Exercise materials
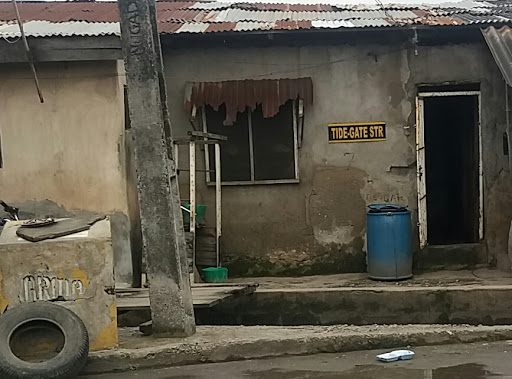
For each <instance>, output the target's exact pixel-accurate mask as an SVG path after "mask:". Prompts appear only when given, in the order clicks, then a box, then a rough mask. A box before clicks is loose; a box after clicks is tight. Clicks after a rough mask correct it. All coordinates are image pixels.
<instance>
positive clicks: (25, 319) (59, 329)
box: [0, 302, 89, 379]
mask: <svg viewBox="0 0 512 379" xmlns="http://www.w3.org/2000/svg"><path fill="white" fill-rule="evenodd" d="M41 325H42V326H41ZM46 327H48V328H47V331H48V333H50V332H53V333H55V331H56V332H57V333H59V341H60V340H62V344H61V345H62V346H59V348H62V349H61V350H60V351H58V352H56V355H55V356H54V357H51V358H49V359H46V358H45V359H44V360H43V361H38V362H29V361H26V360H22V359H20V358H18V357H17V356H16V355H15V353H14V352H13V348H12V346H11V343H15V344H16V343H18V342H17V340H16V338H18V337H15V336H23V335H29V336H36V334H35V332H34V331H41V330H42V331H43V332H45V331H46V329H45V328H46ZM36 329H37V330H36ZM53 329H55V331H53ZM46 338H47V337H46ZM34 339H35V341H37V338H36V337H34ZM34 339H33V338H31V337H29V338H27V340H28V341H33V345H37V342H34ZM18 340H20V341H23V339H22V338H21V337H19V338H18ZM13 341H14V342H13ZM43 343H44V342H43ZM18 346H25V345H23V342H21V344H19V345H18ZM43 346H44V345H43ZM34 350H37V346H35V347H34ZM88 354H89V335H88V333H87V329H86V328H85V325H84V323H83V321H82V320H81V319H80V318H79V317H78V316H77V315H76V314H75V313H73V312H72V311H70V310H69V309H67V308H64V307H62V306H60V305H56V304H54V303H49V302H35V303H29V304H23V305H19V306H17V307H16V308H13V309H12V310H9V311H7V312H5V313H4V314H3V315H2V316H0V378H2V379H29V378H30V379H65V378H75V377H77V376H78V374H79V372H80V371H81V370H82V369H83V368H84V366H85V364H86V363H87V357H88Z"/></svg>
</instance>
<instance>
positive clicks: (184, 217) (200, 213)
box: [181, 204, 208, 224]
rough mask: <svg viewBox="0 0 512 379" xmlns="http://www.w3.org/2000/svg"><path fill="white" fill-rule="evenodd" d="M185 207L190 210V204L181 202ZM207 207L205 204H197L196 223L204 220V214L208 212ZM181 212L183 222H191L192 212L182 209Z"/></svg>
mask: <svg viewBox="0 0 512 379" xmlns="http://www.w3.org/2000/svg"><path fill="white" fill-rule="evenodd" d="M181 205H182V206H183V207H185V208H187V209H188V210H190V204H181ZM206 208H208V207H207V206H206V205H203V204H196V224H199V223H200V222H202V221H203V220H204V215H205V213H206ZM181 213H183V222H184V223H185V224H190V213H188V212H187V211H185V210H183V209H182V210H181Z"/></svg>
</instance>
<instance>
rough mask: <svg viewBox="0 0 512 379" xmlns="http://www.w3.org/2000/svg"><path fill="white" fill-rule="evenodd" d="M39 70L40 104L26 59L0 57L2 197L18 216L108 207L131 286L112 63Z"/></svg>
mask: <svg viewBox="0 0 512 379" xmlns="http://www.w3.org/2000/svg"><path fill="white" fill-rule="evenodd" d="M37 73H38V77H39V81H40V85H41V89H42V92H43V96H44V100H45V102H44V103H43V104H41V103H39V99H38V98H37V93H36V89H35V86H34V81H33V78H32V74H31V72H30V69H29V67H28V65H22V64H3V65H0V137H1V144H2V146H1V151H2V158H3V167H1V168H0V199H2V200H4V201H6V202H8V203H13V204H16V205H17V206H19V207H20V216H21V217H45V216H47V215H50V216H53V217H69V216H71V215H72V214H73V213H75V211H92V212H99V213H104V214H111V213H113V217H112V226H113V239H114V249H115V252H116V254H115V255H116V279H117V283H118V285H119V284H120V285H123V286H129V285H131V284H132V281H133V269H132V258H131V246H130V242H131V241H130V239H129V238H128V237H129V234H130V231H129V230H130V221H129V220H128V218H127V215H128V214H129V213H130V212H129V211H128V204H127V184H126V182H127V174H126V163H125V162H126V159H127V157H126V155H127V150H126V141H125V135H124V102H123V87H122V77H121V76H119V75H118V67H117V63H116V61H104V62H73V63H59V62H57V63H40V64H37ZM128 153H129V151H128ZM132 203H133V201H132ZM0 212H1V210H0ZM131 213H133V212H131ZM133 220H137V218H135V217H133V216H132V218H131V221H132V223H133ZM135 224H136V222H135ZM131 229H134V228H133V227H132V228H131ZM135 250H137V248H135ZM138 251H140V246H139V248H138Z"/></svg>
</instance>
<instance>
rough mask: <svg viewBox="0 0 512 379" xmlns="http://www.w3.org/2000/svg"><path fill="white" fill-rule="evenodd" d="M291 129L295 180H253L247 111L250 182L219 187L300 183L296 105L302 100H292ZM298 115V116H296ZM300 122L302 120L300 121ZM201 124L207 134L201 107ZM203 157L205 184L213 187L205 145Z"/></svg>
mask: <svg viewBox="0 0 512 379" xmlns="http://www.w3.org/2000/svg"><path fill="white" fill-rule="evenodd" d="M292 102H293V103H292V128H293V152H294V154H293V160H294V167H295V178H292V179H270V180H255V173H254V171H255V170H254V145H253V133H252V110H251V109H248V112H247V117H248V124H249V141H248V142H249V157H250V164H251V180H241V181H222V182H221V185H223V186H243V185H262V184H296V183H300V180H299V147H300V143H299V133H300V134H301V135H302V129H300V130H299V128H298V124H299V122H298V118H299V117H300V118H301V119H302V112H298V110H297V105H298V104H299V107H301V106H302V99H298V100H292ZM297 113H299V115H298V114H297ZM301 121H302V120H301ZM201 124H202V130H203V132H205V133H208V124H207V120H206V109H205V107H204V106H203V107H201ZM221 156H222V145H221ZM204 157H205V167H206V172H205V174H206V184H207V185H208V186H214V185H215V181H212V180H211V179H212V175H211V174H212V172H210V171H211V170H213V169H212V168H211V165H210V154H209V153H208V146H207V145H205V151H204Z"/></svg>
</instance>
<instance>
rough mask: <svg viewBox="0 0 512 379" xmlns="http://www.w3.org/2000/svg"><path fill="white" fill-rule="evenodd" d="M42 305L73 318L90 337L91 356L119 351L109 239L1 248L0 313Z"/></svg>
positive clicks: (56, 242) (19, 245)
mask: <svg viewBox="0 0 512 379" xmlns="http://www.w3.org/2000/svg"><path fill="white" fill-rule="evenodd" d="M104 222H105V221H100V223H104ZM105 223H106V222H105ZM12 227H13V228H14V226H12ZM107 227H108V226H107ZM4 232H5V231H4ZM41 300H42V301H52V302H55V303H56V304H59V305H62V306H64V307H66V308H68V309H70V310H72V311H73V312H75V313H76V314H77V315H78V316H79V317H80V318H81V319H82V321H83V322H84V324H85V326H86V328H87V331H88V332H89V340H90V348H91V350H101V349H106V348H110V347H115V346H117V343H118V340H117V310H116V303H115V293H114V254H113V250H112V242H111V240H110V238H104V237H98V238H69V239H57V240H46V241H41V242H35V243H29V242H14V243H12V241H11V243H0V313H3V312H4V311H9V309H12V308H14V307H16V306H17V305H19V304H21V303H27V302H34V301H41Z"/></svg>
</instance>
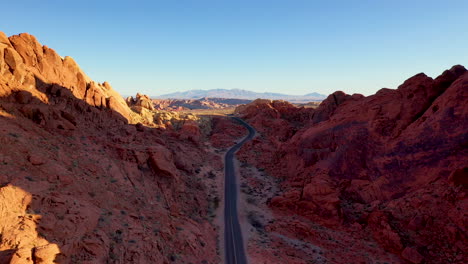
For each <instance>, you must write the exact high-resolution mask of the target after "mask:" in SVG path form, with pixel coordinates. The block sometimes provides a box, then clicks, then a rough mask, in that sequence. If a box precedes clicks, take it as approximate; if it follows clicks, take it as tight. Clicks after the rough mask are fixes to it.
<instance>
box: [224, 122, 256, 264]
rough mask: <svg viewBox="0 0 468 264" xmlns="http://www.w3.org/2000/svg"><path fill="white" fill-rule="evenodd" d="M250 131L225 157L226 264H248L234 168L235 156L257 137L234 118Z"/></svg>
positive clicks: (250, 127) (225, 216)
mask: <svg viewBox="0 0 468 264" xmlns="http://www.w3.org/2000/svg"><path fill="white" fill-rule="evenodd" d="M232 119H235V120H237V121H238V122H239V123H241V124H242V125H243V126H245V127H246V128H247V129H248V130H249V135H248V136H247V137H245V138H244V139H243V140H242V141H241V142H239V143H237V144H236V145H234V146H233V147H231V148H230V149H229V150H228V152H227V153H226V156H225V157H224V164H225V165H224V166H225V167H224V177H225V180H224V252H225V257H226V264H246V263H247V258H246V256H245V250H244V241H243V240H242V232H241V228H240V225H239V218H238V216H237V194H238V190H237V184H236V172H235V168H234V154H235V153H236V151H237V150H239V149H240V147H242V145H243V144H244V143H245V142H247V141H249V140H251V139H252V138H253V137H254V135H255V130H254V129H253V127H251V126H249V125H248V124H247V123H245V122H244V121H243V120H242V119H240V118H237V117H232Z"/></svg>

...

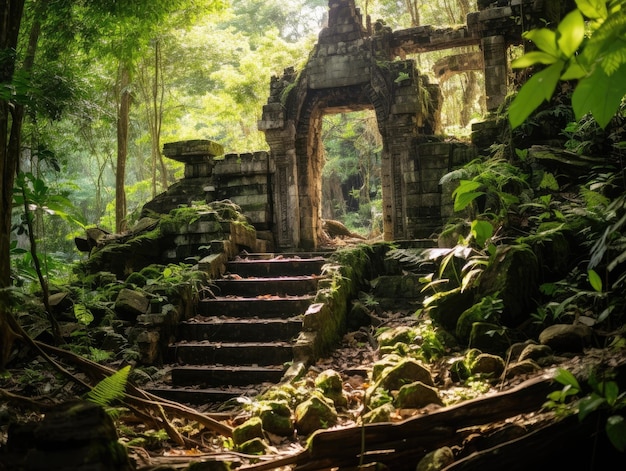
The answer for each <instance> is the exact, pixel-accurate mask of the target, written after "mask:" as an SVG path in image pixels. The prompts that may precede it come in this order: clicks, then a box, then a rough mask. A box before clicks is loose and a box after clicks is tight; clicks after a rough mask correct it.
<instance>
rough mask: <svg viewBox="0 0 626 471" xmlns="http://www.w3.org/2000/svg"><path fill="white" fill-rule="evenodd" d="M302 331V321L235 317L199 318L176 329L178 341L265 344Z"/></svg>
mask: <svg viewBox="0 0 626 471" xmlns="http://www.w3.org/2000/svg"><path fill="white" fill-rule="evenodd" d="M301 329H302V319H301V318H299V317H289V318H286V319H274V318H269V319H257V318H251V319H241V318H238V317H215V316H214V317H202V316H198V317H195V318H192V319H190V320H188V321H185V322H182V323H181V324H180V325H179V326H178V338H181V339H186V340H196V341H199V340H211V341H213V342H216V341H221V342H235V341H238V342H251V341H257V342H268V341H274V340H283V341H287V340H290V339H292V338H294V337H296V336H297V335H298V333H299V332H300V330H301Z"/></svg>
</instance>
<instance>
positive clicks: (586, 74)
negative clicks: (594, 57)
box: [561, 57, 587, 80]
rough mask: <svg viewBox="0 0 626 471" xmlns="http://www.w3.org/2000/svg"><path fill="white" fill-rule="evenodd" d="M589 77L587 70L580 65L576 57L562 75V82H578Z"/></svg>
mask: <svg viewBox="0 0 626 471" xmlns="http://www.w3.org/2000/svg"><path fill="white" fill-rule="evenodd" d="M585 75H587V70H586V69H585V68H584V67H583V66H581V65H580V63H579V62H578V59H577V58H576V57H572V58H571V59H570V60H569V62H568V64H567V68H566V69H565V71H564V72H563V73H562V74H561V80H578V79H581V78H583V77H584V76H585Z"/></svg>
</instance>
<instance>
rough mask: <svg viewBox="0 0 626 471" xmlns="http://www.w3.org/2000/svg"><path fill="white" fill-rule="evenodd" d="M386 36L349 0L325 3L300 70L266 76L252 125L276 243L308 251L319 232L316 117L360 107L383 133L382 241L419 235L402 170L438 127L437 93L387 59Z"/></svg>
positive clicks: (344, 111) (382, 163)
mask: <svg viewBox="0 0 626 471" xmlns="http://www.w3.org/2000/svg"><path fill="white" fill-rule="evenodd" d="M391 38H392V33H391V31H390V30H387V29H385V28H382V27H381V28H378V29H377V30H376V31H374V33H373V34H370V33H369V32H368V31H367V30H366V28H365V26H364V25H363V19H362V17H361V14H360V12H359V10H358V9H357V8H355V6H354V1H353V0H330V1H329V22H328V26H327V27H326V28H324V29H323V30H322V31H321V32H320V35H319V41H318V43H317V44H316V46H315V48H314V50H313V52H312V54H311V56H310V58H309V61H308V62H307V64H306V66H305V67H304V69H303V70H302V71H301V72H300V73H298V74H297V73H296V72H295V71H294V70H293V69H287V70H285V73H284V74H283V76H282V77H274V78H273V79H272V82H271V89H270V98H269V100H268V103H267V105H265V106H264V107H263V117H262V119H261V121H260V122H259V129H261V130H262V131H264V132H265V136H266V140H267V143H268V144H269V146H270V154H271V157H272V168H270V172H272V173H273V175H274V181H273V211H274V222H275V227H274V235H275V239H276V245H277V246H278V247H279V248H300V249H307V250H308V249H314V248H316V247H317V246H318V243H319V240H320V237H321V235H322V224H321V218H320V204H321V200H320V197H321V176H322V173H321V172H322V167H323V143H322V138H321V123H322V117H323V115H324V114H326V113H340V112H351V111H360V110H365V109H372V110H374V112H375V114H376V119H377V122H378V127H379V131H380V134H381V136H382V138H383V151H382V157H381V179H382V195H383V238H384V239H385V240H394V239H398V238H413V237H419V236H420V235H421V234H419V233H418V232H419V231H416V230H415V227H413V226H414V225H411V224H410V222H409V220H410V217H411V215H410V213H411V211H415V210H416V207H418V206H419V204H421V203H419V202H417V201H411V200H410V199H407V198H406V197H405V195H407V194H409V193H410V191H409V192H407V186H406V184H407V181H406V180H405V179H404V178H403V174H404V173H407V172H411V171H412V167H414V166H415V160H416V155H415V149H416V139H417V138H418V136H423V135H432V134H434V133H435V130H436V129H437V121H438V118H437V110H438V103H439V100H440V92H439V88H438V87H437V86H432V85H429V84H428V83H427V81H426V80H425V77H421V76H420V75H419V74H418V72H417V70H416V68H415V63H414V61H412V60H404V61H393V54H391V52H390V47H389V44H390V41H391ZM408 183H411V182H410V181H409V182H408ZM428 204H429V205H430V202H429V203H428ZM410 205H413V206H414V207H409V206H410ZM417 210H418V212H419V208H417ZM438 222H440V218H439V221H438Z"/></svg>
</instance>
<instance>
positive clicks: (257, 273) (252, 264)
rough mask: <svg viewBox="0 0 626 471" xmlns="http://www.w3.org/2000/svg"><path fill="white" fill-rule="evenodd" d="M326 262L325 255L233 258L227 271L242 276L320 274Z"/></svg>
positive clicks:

Required work
Only one part of the material above is to be transcribed, namely the lines starting with the line that has "For each <instance>, output" and going on through the line that has "positive clicks: (25, 319) (59, 329)", exactly as they stand.

Response to the exercise
For each <instance>, output the target's exact pixel-accurate mask as an SVG path after "mask:". Prompts appear only when given, in the order clicks, then a box, then a rough mask. A box before clicks is loose; a box after clicks is tight. Clicks after a rough mask correct it. All coordinates are image pixels.
<instance>
positive clicks: (25, 319) (59, 329)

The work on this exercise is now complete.